Repeat, exactly and alone, every line from the line that contains "palm tree trunk." to the end of the entries.
------ Source material ------
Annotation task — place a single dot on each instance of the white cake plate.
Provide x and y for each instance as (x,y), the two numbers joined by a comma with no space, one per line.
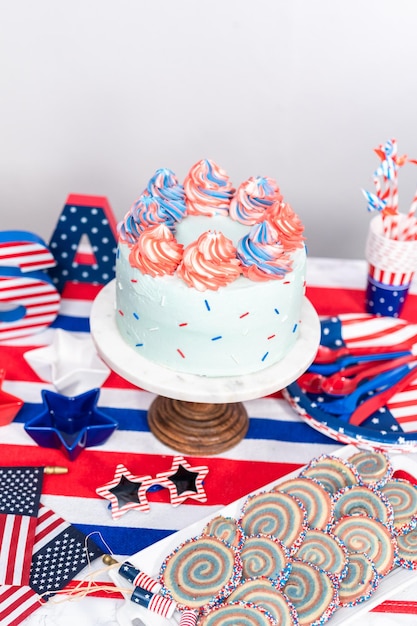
(198,414)
(161,380)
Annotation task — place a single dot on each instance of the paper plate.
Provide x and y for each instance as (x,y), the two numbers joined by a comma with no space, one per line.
(392,428)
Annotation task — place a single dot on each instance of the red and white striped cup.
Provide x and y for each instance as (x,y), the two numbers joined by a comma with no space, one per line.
(391,265)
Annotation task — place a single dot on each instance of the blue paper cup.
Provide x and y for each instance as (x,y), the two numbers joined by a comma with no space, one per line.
(392,263)
(383,299)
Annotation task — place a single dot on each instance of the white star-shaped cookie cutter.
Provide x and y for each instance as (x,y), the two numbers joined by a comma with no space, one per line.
(70,363)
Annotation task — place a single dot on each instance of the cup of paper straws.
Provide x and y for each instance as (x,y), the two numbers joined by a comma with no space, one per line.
(391,245)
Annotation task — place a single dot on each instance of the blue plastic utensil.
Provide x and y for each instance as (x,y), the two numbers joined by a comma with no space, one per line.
(347,404)
(330,368)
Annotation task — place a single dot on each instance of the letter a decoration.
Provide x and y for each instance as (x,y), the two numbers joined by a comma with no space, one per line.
(84,242)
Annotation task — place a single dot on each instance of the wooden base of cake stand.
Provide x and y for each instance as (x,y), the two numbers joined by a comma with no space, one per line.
(197,428)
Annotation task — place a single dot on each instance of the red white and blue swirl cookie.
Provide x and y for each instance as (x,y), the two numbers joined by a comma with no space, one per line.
(200,572)
(237,614)
(314,497)
(312,592)
(277,514)
(265,556)
(407,550)
(374,466)
(331,472)
(262,592)
(225,528)
(402,495)
(368,536)
(363,500)
(325,551)
(360,582)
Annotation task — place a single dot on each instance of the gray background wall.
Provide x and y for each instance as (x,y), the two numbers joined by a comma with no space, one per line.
(97,94)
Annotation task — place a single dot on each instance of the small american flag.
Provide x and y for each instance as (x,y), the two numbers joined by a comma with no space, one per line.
(20,491)
(60,552)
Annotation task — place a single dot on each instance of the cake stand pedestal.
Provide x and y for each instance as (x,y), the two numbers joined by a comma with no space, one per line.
(192,414)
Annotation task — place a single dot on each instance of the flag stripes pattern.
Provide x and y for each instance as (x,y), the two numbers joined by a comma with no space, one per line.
(26,255)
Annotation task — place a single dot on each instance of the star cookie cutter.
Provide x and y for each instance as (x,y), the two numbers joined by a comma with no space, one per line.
(70,423)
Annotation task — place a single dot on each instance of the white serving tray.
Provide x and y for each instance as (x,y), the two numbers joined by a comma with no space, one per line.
(150,559)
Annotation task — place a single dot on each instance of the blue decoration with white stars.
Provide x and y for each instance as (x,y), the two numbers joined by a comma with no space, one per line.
(331,333)
(382,299)
(84,218)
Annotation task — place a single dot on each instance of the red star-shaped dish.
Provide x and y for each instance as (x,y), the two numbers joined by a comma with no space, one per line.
(126,491)
(9,405)
(184,481)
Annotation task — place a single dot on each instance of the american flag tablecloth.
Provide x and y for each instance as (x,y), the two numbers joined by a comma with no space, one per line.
(277,443)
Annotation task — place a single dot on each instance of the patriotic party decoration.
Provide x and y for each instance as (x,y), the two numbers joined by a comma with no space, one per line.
(184,481)
(9,405)
(70,363)
(392,427)
(60,552)
(126,492)
(70,423)
(84,242)
(29,302)
(20,491)
(391,246)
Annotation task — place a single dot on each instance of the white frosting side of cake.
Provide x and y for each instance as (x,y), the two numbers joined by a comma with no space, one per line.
(238,329)
(192,226)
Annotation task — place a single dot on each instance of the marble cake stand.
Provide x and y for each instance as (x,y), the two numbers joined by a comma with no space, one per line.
(196,414)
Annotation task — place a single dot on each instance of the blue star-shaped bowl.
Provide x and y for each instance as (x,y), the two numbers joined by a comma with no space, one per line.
(70,423)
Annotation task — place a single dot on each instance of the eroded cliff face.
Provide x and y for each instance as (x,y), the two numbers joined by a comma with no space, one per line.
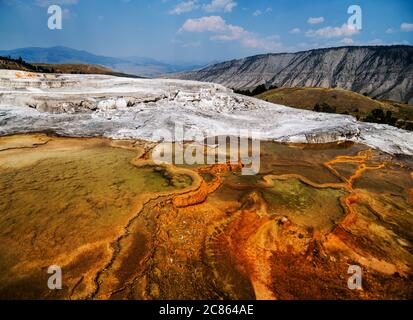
(122,227)
(123,108)
(380,72)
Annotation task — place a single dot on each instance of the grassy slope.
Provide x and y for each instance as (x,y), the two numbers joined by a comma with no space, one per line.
(343,101)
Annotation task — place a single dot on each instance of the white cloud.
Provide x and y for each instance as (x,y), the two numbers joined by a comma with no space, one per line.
(347,41)
(316,20)
(46,3)
(195,44)
(223,31)
(376,42)
(220,5)
(295,30)
(183,7)
(406,26)
(212,24)
(331,32)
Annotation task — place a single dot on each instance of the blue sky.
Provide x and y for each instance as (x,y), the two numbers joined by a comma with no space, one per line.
(203,30)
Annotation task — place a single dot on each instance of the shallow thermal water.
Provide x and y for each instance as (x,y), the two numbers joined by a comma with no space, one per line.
(123,228)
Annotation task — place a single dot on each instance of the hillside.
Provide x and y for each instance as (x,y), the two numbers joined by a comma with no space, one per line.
(343,102)
(145,67)
(383,72)
(20,64)
(82,69)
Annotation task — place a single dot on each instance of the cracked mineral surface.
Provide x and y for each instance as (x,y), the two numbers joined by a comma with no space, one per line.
(79,189)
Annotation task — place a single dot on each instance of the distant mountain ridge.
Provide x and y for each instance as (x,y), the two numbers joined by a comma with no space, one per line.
(139,66)
(384,72)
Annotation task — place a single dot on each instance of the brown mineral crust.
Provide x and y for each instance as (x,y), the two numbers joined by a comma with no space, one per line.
(225,236)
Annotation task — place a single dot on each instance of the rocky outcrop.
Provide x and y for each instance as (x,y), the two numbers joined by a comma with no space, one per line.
(123,108)
(384,72)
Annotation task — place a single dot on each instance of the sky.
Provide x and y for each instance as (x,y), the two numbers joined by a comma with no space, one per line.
(203,30)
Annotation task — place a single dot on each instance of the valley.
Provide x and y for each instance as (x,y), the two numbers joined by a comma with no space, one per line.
(123,228)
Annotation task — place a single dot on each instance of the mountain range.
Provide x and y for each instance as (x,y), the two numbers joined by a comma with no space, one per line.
(139,66)
(384,72)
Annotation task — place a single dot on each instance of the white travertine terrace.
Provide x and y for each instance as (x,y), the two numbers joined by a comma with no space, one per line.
(123,108)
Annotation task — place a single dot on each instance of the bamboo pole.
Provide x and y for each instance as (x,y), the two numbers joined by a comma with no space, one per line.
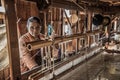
(38,44)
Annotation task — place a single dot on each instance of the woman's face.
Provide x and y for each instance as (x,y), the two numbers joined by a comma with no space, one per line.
(34,28)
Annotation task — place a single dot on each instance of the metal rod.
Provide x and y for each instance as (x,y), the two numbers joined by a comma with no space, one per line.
(38,44)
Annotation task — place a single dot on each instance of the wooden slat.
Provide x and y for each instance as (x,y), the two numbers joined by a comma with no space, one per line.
(12,40)
(37,44)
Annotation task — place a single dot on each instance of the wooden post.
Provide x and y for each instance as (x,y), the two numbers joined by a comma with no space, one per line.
(14,59)
(89,26)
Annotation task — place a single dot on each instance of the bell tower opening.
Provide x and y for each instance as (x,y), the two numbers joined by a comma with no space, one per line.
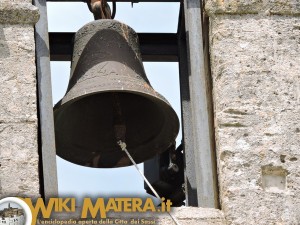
(81,181)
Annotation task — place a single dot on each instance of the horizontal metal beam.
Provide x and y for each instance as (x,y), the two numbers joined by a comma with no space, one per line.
(133,1)
(155,47)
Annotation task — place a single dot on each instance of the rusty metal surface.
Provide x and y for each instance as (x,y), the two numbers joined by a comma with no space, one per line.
(155,47)
(107,60)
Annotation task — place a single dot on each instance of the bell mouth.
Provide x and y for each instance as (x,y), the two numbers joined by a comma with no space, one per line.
(84,128)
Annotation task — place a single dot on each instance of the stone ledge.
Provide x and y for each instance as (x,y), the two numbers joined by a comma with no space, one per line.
(18,13)
(267,7)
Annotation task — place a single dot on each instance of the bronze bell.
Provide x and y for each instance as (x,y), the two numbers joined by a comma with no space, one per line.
(107,65)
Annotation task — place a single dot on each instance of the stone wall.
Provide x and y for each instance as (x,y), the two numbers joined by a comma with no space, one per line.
(18,103)
(255,62)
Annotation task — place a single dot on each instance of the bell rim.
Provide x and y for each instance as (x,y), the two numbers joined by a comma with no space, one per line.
(169,109)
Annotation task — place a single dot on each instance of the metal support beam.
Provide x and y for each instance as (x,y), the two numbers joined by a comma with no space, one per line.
(160,47)
(186,116)
(46,124)
(133,1)
(203,143)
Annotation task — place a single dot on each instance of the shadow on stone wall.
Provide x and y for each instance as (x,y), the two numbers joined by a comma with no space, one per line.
(4,50)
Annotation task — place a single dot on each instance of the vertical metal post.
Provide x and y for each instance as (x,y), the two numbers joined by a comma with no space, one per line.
(186,116)
(201,110)
(46,123)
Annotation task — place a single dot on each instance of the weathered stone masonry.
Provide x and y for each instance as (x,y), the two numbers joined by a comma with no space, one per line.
(18,111)
(255,61)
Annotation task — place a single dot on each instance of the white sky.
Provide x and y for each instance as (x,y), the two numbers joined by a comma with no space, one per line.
(12,204)
(78,181)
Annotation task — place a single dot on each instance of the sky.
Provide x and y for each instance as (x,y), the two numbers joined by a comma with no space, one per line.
(78,181)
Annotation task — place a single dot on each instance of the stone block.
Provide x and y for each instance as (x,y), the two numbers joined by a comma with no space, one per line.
(19,160)
(255,64)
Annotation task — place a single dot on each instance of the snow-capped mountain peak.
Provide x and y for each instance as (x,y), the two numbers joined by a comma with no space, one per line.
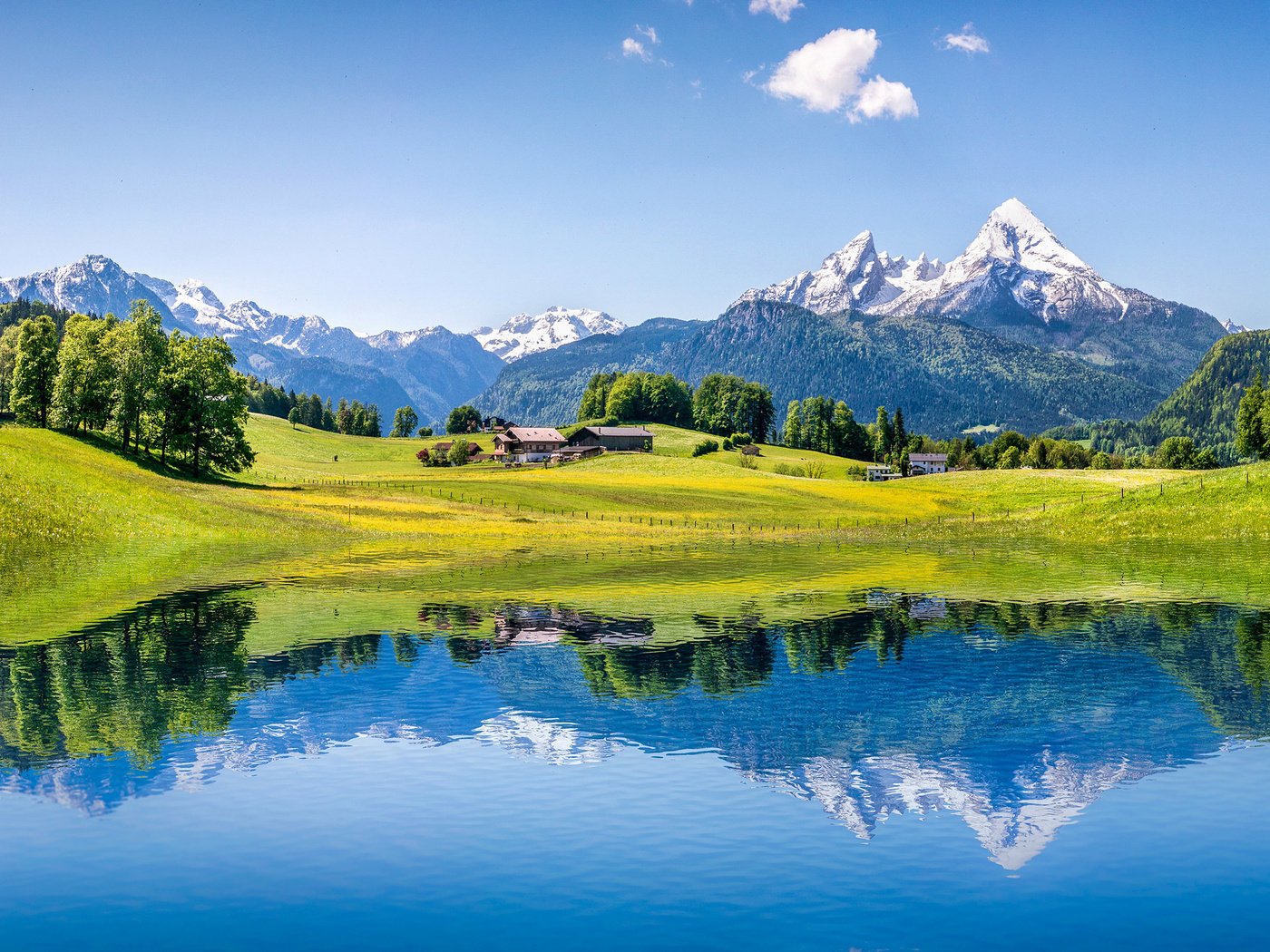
(1013,267)
(531,333)
(1013,235)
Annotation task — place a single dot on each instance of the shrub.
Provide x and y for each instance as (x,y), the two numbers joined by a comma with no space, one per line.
(705,446)
(1010,459)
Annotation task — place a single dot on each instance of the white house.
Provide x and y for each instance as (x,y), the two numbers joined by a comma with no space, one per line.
(876,472)
(927,463)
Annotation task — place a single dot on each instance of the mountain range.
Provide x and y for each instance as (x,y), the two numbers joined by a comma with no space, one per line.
(431,368)
(1015,332)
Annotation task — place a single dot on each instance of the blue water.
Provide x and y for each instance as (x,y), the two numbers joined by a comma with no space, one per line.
(910,773)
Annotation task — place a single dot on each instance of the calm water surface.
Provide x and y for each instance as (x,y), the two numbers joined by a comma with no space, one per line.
(275,764)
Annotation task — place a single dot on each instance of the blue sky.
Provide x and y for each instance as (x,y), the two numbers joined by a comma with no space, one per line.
(410,164)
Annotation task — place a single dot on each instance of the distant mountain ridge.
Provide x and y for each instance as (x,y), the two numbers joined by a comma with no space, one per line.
(531,334)
(429,368)
(946,374)
(1018,281)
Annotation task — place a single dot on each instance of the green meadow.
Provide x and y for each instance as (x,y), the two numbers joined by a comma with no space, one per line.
(86,530)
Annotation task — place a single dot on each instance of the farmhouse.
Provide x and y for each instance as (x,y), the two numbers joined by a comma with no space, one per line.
(527,444)
(876,472)
(927,463)
(613,438)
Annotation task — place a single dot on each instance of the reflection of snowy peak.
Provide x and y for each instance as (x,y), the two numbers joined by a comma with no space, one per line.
(1013,825)
(530,334)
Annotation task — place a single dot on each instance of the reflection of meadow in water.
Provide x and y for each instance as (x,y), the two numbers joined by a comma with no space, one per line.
(1015,717)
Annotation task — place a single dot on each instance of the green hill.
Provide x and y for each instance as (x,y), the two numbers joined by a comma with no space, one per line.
(1202,408)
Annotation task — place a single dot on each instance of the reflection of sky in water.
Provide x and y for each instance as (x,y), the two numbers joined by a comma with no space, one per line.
(1009,723)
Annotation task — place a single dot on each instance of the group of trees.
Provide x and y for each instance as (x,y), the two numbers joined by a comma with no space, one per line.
(174,393)
(638,395)
(1012,450)
(827,427)
(351,419)
(726,403)
(464,419)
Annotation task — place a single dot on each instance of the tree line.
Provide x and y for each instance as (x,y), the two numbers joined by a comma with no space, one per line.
(173,393)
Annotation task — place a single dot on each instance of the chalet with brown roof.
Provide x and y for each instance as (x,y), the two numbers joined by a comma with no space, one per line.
(630,440)
(527,444)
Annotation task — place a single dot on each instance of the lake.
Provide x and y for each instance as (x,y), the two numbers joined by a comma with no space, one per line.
(694,749)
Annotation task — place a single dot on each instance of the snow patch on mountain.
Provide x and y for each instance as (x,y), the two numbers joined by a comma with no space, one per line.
(530,334)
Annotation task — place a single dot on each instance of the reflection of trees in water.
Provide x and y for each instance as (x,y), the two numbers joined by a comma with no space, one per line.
(177,666)
(173,668)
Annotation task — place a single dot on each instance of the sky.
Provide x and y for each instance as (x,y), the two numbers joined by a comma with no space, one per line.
(410,164)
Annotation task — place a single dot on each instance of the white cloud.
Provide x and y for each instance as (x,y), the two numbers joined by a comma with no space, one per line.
(825,73)
(634,48)
(879,98)
(968,41)
(780,9)
(827,76)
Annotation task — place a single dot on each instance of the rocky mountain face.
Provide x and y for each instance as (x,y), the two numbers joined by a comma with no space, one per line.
(432,368)
(531,334)
(946,374)
(1018,281)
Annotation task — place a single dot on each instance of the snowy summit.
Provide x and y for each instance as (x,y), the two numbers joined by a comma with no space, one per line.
(1015,260)
(529,334)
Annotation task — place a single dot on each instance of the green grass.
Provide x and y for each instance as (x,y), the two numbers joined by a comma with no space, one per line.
(84,529)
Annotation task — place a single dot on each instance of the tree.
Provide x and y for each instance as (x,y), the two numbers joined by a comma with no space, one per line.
(34,370)
(1010,459)
(883,434)
(793,434)
(1175,453)
(139,351)
(84,384)
(8,353)
(594,397)
(205,405)
(463,419)
(404,423)
(1251,435)
(457,454)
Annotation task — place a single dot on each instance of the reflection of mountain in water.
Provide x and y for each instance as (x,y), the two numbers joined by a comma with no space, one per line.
(1013,717)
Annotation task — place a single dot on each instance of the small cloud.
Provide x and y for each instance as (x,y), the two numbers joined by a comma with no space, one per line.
(641,50)
(968,41)
(882,98)
(780,9)
(827,75)
(631,47)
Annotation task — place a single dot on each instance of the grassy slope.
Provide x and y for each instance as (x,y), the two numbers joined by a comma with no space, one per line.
(84,530)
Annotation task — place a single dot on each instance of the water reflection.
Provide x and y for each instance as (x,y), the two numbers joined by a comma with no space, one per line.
(1016,717)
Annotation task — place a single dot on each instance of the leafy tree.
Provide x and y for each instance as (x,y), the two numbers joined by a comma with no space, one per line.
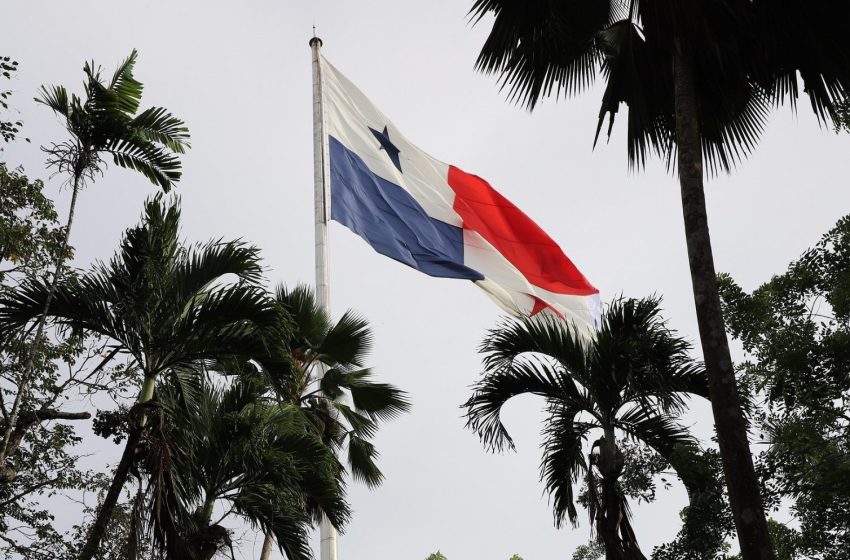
(594,550)
(167,307)
(795,330)
(8,129)
(842,122)
(65,370)
(699,79)
(633,379)
(333,388)
(243,449)
(105,122)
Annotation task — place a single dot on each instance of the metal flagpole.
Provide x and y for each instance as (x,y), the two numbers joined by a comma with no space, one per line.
(327,532)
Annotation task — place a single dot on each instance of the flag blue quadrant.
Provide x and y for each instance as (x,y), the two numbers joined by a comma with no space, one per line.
(391,221)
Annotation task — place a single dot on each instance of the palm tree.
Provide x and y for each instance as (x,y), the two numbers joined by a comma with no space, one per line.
(698,78)
(242,448)
(631,381)
(168,306)
(332,388)
(106,122)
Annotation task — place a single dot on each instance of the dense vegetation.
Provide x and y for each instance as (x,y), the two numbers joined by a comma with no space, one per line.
(242,404)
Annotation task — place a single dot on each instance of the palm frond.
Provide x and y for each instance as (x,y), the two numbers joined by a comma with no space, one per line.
(310,321)
(811,39)
(563,462)
(157,125)
(347,342)
(542,48)
(158,164)
(55,97)
(380,400)
(543,335)
(127,90)
(484,407)
(659,431)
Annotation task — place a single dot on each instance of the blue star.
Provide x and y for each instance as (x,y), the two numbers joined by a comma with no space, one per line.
(388,146)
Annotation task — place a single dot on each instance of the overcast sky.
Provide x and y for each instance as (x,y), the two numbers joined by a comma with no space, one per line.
(239,74)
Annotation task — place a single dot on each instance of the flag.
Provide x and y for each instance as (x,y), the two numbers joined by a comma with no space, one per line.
(439,219)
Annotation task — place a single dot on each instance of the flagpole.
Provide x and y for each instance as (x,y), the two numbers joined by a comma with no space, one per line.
(327,532)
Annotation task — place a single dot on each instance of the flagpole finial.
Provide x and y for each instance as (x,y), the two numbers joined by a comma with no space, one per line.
(315,40)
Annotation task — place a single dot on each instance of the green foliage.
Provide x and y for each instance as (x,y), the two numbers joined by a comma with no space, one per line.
(842,120)
(796,332)
(107,121)
(633,378)
(334,390)
(244,451)
(30,236)
(707,520)
(8,129)
(64,373)
(594,550)
(747,54)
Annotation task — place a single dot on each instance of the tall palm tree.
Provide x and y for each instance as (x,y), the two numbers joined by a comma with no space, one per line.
(242,448)
(106,123)
(168,306)
(333,388)
(631,381)
(698,78)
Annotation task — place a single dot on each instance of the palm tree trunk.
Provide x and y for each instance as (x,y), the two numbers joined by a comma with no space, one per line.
(266,553)
(104,513)
(29,366)
(729,420)
(613,546)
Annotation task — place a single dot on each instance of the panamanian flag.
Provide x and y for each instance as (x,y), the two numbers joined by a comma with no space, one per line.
(439,219)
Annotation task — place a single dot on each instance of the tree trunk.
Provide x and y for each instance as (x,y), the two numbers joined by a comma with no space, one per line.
(613,546)
(610,465)
(29,366)
(104,513)
(744,494)
(266,553)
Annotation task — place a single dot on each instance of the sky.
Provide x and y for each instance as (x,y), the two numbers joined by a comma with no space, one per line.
------
# [Solution to the problem]
Annotation task — place a single dot on each instance of the palm tree trunk.
Provide x and y for each instance as (x,y), the two numbers joined by a comma with no space, one per line.
(266,553)
(104,513)
(29,366)
(729,420)
(613,546)
Annotation task — place a single dot on each instance of the panamanian flag.
Provide x and y for each instance as (x,y), the two numbers joined by a comma with no space, one per line.
(439,219)
Annotation task — place a single dot on each instance of the tree trunk.
Provide x and y for each instance as (x,y), the two numbers joined by a comma with no space, one per line.
(613,546)
(610,465)
(29,366)
(104,513)
(744,494)
(266,553)
Annotation task — place a single dot on each instance of the sky.
Provide x and y for each instance as (x,y), the two numbers joined by a comma with no space, one per line.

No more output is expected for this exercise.